** Registros **
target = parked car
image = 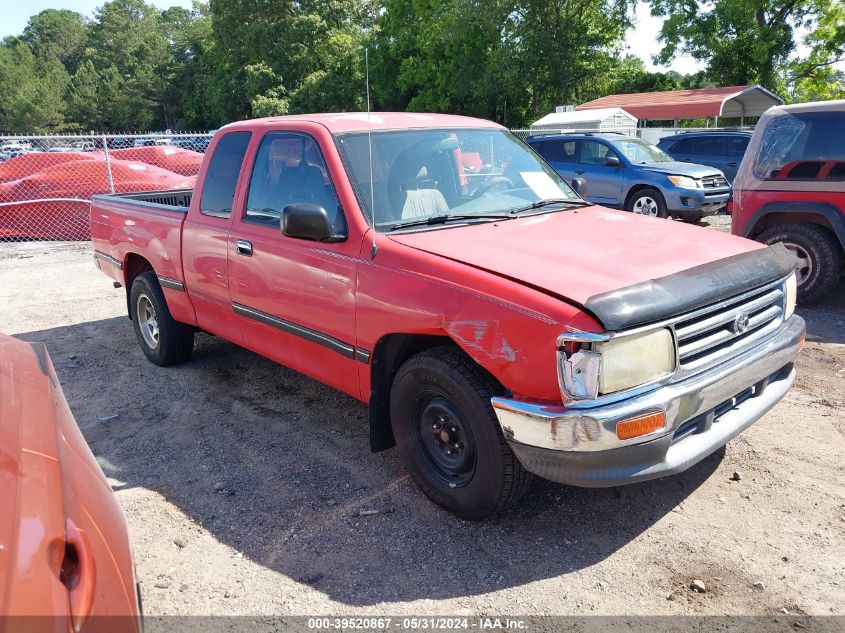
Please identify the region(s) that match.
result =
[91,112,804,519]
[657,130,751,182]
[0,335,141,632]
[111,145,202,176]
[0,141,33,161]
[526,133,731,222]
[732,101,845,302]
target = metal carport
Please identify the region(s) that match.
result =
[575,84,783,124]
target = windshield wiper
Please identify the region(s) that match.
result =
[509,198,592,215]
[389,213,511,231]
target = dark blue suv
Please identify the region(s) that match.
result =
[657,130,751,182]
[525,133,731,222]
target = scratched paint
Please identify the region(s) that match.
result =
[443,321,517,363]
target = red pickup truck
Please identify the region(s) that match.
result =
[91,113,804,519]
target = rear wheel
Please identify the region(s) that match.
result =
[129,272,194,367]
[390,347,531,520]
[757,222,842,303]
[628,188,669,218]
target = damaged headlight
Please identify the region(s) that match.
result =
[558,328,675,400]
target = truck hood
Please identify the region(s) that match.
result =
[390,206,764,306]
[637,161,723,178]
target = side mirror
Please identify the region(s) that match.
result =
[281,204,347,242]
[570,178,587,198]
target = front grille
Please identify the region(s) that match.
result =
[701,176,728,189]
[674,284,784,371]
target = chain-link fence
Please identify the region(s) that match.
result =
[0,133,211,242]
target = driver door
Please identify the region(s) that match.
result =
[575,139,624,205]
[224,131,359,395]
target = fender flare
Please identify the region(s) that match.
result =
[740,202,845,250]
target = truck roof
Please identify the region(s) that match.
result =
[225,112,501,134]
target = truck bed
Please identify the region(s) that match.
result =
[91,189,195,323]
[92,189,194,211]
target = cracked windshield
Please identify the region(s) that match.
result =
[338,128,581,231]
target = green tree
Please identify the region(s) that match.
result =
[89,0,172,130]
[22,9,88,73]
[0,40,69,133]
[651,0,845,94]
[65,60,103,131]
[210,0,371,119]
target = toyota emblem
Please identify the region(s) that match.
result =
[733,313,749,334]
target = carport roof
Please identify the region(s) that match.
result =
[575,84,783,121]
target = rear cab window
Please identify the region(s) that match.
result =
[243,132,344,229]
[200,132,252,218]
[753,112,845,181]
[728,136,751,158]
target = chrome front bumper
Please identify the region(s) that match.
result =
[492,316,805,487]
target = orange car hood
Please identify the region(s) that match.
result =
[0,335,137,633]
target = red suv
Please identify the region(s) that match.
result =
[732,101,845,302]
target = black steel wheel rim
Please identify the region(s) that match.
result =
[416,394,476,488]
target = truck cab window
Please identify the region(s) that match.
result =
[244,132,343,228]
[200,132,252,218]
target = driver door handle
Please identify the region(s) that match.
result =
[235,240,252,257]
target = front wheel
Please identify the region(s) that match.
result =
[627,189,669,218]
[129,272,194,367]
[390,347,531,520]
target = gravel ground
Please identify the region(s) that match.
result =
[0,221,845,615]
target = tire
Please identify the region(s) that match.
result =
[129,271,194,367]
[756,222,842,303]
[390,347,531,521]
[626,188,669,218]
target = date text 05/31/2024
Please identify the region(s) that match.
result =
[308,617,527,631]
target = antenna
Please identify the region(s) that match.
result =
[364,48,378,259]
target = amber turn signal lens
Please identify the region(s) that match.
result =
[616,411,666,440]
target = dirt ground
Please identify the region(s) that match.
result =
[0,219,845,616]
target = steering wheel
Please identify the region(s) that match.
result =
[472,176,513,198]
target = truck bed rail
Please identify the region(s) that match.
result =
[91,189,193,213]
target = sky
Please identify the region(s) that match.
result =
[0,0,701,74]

---

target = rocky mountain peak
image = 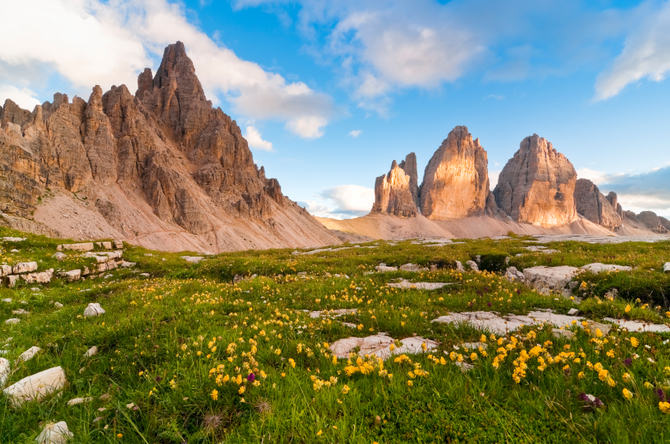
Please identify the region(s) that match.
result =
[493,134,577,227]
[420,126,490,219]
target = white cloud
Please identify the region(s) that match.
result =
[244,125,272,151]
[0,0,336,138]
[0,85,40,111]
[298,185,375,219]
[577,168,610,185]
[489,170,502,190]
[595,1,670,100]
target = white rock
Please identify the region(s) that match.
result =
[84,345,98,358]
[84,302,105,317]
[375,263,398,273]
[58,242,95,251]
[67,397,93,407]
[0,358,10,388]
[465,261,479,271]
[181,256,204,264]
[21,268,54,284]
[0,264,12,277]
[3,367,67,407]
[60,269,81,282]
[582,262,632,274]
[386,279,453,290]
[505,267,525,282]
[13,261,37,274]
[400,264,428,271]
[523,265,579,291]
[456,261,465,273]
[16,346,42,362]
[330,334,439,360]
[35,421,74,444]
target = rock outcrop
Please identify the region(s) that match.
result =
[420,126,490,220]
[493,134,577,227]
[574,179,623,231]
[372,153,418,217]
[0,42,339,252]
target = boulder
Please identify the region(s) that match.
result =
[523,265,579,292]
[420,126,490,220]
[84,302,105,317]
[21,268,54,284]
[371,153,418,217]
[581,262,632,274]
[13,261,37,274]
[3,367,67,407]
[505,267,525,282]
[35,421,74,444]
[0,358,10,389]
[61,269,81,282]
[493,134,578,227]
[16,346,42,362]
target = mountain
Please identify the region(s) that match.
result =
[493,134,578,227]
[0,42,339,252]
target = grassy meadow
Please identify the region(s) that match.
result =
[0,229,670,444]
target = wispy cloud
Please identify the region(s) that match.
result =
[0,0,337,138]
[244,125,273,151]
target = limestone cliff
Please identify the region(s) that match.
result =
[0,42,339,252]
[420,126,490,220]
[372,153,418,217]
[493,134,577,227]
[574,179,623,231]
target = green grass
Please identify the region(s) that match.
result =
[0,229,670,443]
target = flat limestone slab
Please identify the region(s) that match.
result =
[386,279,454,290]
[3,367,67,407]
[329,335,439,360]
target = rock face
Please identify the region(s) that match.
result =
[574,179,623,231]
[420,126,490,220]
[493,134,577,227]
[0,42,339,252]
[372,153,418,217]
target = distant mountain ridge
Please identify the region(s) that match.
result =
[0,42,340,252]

** Objetivo de la tarea **
Identifique todas las líneas del material en las que figure la palabra "ground" y cópielas. Tenga en cuenta que se distingue entre mayúsculas y minúsculas.

** Resultado obtenido **
target = gravel ground
target = dirt ground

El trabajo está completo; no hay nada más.